(WRITTEN INSTRUCTION) Please pick out and copy every line below that contains the string "barge". Case counts.
** START PROVIDED RECORDS **
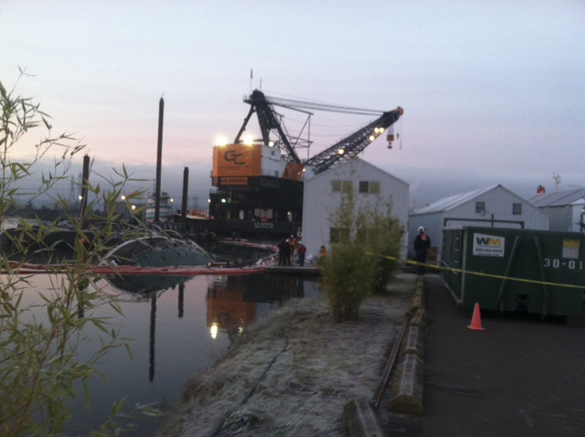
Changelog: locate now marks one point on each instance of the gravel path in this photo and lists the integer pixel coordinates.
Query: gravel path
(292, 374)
** END PROVIDED RECORDS **
** START PROVIDED RECORDS **
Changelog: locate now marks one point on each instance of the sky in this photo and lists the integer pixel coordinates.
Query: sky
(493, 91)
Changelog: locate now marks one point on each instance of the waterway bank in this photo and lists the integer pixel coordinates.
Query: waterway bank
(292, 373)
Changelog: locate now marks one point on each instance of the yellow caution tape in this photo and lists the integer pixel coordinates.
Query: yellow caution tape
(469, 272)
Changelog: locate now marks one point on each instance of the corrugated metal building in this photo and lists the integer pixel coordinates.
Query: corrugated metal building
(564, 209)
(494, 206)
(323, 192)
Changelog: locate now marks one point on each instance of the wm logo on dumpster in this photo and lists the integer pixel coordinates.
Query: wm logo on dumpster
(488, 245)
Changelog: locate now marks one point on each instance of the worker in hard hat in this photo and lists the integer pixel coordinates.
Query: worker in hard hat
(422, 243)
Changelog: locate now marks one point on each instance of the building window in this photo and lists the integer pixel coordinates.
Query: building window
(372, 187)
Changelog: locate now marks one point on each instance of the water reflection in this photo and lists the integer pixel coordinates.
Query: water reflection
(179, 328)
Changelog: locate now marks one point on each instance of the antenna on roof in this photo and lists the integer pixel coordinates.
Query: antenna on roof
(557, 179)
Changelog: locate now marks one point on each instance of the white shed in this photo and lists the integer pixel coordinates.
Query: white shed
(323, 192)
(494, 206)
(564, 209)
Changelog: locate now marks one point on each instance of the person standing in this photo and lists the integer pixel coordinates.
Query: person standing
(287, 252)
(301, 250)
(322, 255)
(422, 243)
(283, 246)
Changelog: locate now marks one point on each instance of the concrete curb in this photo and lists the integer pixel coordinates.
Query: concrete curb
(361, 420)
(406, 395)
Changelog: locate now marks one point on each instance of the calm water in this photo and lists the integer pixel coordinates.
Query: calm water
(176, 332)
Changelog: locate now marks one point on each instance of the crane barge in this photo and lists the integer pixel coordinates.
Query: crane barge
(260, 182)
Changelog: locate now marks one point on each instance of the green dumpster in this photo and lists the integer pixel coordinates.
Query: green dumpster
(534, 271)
** END PROVIDED RECORDS **
** START PROVIDED RECORDS **
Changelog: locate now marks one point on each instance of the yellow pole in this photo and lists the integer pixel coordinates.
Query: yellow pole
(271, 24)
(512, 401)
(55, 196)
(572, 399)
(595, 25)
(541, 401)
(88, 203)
** END PROVIDED RECORDS **
(RESULT OF THIS EXERCISE)
Changelog: locate now marks one point on each instance of the crane barge in this photo and lists the integer pixel coordinates.
Query: crane barge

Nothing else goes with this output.